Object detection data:

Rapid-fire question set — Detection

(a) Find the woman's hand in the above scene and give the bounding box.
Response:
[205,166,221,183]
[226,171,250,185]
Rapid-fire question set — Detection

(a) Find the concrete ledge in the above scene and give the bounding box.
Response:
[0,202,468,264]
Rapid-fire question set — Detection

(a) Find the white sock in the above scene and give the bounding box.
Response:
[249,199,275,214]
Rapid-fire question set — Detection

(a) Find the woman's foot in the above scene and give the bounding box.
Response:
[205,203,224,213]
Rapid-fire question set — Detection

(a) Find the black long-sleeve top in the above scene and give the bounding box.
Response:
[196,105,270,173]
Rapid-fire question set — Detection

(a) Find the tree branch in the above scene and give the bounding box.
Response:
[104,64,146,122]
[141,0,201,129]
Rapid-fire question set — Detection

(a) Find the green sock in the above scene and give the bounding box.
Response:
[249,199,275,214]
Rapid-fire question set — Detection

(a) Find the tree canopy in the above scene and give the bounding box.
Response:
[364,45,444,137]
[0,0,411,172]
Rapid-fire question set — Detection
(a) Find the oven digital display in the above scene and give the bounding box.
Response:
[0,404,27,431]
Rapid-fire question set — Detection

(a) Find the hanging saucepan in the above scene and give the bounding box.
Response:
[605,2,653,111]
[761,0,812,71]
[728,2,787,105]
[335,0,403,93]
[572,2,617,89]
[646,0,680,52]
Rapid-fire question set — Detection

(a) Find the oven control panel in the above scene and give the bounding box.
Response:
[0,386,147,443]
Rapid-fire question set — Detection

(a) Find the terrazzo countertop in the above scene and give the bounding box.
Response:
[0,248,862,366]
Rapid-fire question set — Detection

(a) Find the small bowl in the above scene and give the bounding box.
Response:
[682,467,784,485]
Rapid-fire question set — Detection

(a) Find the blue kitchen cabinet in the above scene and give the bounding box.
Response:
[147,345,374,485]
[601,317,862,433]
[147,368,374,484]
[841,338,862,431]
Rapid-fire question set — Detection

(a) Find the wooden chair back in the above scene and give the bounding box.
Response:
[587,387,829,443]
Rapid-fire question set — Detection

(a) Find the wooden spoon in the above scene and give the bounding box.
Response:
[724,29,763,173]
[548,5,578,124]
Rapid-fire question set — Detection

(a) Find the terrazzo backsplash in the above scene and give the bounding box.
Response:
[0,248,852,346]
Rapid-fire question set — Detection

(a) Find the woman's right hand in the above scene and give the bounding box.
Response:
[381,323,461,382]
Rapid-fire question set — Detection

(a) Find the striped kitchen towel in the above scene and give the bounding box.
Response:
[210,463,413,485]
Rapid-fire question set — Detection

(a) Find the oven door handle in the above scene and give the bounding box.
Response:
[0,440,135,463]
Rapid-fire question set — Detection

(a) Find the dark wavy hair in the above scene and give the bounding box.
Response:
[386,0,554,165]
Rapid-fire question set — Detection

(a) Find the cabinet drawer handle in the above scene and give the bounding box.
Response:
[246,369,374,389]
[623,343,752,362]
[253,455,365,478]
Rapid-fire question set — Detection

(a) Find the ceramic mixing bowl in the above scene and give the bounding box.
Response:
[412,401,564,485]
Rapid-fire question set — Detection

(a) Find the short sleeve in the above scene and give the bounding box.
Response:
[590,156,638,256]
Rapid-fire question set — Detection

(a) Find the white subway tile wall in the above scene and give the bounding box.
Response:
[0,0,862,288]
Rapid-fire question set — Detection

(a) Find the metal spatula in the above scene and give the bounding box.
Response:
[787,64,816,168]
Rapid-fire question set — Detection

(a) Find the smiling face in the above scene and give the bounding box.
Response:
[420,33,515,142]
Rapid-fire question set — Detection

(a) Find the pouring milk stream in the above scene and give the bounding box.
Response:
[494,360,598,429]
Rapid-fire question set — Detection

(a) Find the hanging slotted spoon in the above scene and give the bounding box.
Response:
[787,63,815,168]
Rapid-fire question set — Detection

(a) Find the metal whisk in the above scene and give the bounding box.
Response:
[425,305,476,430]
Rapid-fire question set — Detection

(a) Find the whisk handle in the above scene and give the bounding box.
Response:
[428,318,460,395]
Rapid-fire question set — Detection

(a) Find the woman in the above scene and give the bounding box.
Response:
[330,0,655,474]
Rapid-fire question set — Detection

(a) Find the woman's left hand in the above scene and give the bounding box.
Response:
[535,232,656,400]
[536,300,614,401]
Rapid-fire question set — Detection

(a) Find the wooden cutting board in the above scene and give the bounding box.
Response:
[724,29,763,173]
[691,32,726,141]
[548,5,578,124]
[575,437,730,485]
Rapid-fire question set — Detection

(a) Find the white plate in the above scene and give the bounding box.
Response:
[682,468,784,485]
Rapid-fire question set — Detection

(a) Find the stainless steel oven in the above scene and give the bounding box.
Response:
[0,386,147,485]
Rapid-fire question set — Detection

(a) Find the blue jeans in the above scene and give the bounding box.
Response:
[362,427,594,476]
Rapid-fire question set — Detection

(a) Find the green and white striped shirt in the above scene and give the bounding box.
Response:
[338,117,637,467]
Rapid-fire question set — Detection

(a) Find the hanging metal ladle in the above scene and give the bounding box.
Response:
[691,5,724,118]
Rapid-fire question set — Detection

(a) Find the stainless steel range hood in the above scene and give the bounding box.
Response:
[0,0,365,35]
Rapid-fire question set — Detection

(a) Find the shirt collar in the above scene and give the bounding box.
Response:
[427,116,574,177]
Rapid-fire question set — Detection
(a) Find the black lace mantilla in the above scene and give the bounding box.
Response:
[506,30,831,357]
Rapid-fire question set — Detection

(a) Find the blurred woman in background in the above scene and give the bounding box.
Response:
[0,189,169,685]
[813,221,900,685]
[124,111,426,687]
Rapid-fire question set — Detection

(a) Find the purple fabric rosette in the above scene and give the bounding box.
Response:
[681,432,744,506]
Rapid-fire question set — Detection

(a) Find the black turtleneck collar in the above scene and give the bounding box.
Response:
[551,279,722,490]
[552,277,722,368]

— WHAT THE EXERCISE ASKS —
Show every line in the entries that contains the string "handle", matching case exactly.

— EXPECTED OUTPUT —
(a) Find the oven door handle in the above scene and give the bounding box.
(a) Find the cabinet drawer handle in the above scene and give the bounding box.
(a) Find the whisk handle in the above scene and give the bounding box.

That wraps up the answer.